TASK PROMPT.
Please copy exactly the lines that begin with the one containing "the green jacket" and end with the last line of the entries.

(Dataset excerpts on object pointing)

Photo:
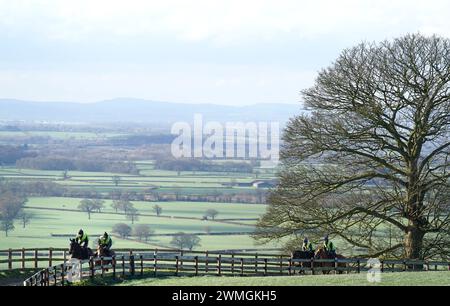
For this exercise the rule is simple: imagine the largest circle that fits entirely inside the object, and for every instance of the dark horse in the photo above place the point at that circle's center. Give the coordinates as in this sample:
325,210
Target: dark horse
102,252
77,252
322,254
302,255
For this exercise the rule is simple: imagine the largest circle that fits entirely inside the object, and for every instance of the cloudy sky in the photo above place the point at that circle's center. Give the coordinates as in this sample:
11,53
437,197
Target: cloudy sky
224,52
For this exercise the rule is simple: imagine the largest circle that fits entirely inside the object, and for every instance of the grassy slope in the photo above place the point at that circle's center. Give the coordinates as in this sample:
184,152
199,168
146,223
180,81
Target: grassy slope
388,279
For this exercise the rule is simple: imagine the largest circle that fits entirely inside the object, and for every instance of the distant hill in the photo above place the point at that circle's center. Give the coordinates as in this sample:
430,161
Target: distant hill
135,110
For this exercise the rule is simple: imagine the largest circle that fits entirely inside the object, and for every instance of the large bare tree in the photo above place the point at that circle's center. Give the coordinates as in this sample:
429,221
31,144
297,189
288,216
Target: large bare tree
370,163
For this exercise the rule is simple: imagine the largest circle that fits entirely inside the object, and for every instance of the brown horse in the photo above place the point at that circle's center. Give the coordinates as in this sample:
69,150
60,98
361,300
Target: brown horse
78,252
102,252
321,253
302,255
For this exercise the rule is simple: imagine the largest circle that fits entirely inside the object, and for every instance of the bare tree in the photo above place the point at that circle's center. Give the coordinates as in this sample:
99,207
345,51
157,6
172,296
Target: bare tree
211,213
122,229
143,231
6,225
90,206
372,157
116,180
132,214
157,209
182,240
25,218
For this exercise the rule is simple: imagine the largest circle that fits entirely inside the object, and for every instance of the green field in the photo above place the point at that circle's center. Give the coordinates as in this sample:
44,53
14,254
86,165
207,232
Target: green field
148,177
387,279
48,221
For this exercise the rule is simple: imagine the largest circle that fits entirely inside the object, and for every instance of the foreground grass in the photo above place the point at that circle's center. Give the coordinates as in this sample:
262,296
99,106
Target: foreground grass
15,277
387,279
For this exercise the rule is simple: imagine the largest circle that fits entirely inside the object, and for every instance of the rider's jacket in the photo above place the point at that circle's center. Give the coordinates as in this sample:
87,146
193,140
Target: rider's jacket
82,239
105,242
307,247
329,246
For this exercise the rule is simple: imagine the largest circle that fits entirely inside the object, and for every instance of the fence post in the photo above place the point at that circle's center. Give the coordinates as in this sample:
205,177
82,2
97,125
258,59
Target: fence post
196,265
81,270
91,266
132,269
41,278
181,260
55,271
155,262
114,265
23,258
335,265
9,259
290,266
232,264
47,276
281,264
102,262
123,266
36,259
50,257
62,273
219,265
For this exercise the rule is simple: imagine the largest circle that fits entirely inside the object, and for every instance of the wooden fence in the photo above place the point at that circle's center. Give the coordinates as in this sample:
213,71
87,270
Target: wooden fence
130,263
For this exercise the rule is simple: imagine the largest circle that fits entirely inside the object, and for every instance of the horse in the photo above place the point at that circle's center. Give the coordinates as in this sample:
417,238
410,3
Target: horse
77,252
302,255
321,253
103,252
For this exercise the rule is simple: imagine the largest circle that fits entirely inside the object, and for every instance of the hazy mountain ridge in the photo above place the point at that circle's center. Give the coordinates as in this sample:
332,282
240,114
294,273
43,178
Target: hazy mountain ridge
137,110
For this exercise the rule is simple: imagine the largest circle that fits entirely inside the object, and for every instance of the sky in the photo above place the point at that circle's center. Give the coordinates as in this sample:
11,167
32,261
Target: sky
213,51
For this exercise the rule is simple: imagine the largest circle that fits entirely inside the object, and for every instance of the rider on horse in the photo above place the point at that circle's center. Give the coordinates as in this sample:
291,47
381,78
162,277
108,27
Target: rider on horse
329,247
82,239
307,246
105,242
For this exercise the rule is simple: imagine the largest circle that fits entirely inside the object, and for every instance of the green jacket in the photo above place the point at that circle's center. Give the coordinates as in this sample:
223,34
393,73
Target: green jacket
307,247
105,242
84,239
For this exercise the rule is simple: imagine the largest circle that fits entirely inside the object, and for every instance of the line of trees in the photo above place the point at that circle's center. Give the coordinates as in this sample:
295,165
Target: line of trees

TASK ANSWER.
For this exercise the rule is simple: imagine the largest circle that fits entirely inside the object, and for every instance of the green jacket in the photo above place the point at that circle's center. Give the coordinates as in this sample:
223,34
393,73
Target: green jacket
307,247
105,242
84,239
For this exercise the rule is simple: imagine the largest circle that fits entirely inside the object, and for every instance of the line of trees in the photo above place the point at that circle's center. Give the coordinates as in this sample:
295,165
Target: line of trees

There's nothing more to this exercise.